_Aim_
Could you reproduce every one of the lines below word for word?

_The records_
** Start **

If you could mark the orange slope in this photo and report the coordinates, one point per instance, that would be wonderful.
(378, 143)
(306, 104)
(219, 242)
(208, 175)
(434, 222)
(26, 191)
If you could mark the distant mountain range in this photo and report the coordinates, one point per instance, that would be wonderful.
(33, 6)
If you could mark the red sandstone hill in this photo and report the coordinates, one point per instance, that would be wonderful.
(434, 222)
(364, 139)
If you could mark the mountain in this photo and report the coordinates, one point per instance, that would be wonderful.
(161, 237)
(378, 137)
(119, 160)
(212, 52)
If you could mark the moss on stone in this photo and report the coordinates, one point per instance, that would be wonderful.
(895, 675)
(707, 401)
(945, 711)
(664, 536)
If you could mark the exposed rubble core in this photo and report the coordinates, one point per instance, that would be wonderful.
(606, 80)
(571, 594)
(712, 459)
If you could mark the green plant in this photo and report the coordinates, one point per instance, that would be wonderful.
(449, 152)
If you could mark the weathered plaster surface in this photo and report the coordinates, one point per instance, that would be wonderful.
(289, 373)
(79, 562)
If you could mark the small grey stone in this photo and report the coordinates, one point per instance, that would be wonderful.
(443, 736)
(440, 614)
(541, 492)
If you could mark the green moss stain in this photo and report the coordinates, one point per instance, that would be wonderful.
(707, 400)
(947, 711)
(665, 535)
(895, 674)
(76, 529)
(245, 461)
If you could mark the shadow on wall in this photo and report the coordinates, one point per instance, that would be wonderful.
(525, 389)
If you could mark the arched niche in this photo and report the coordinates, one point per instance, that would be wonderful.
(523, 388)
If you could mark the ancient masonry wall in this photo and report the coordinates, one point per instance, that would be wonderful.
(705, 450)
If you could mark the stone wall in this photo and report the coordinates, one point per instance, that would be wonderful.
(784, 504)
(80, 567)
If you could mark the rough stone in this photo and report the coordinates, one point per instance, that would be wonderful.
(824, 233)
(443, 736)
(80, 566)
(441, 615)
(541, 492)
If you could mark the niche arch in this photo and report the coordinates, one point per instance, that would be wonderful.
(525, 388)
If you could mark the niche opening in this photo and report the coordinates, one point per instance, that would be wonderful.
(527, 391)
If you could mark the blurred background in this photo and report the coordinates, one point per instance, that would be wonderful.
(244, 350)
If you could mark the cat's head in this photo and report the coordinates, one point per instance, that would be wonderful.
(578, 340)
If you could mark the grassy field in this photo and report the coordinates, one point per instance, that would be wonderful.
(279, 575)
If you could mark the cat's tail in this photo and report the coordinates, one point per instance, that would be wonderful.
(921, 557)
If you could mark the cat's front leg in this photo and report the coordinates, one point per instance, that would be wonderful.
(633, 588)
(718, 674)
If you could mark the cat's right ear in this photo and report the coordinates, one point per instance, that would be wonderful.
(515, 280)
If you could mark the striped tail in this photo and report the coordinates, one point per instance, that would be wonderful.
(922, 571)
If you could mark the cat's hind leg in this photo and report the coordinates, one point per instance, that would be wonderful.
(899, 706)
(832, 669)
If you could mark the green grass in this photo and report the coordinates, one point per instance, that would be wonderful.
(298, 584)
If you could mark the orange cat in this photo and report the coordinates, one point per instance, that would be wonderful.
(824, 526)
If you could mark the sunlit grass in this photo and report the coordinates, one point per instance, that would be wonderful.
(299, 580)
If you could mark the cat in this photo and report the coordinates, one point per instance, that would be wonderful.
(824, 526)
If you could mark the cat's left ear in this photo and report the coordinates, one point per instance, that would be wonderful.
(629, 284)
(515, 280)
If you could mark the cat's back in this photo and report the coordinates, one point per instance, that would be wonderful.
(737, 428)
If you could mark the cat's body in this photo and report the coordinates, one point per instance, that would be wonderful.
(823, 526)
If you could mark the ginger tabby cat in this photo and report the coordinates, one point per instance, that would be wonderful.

** End **

_Task answer_
If you could mark the orange slope in this photo and report the coordinates, one point per instance, that would be wonderful.
(378, 143)
(306, 104)
(219, 242)
(208, 175)
(434, 222)
(26, 191)
If you could mark the distant mountain range in this photo and report the coordinates, one point per instance, that would be wonderful.
(33, 6)
If you could mark the red sandstone hill in this photo and report the coordinates, one point per instance, that would be wonderful.
(434, 222)
(364, 139)
If you could mark the mountain in this photo and report the coordinates, one point per instance, that would be wonderful.
(161, 237)
(378, 137)
(119, 160)
(212, 52)
If you could mark the moss on stone in this photo and report the coordinates, one point per instance, that would be wonderful.
(895, 675)
(707, 401)
(945, 711)
(664, 536)
If you could mark the exposed rubble core in this photo and report the coordinates, one point per instance, that would be wonderful.
(606, 80)
(571, 594)
(712, 459)
If you could mark the green plant in this photo and report the coordinates, one point per instance, that would be wonderful.
(449, 152)
If you could mark the weathered plaster surface in this photo and report the coordinates, one point per instance, that would be wonderful.
(289, 373)
(79, 562)
If you could mark the small grey stone in this photo and report the coordinates, one point per instance, that would be wonderful.
(443, 736)
(440, 614)
(541, 492)
If you could mark the green moss stain in this photo and report the coordinates, one point per instance, that would be wonderful.
(707, 400)
(947, 711)
(665, 535)
(895, 674)
(76, 529)
(245, 461)
If you could mark the shadow on wall in this photo and report the coordinates, one point per instance, that would be wonderful.
(525, 389)
If you could mark the arched niche in this photo and report the coordinates, one point per instance, that would be wonderful.
(523, 388)
If you could mark the ancient masonry wall in this photo and report the coordinates, one point per instance, that would be wonderful.
(705, 450)
If you could mark the stone wall in this photo and report the coordinates, one point per instance, that would be wonderful.
(784, 504)
(80, 567)
If you could mark the rough stone in this photo and report the coordinates, one point per instance, that would be wonderful.
(824, 233)
(443, 736)
(80, 566)
(441, 615)
(541, 492)
If you could mark the niche arch in this photo and report the coordinates, one point per instance, that would be wonderful.
(525, 388)
If you could mark the niche opening in this photo and report the coordinates, one point per instance, that would be wonderful.
(527, 391)
If you could mark the blurred background in this photo and report the coordinates, one point per instance, that would be wonderful.
(244, 350)
If you could mark the cat's head in this photo and report the coordinates, one point per instance, that would be wonderful.
(578, 340)
If you could mark the grassy field in this photo and report the coordinates, one point per instance, that would be wonderful.
(279, 575)
If you could mark the cat's tail in this photo and report the coordinates, one point per instance, that would be wonderful.
(921, 557)
If you could mark the cat's front leg in this photo and report the coordinates, one point per instance, that would be wonderful.
(633, 588)
(718, 674)
If you could mark the cat's right ear in this photo and report the coordinates, one point per instance, that would be wonderful.
(515, 280)
If you could mark the striped tail in this photo and report the coordinates, one point per instance, that would be wonderful.
(922, 571)
If you could mark the cat's hind leg in this photo and report the coordinates, one point per instance, that would be wonderful.
(899, 706)
(832, 669)
If you could mark the green grass in this photo and report the coordinates, one point per instance, that would be wonderful.
(298, 584)
If you could mark the orange cat in this photo and report the coordinates, one point per instance, that would be wonderful.
(824, 526)
If you could mark the sunlit grass in this photo and report the coordinates, one point per instance, that would be wonderful.
(299, 580)
If you could mark the cat in this photo and report the coordinates, one point per instance, that would be wonderful.
(824, 526)
If you could mark the cat's left ear in this photo and report the coordinates, one point per instance, that would be wonderful.
(629, 284)
(515, 280)
If you could mark the cat's back in this photo and report the coordinates, one point per instance, that would be wonderful.
(737, 428)
If you could mark the cat's body in this photo and report the coordinates, one point per instance, that would be wonderful.
(823, 526)
If you could mark the ginger tabby cat in this photo and report the coordinates, one point per instance, that would be wonderful.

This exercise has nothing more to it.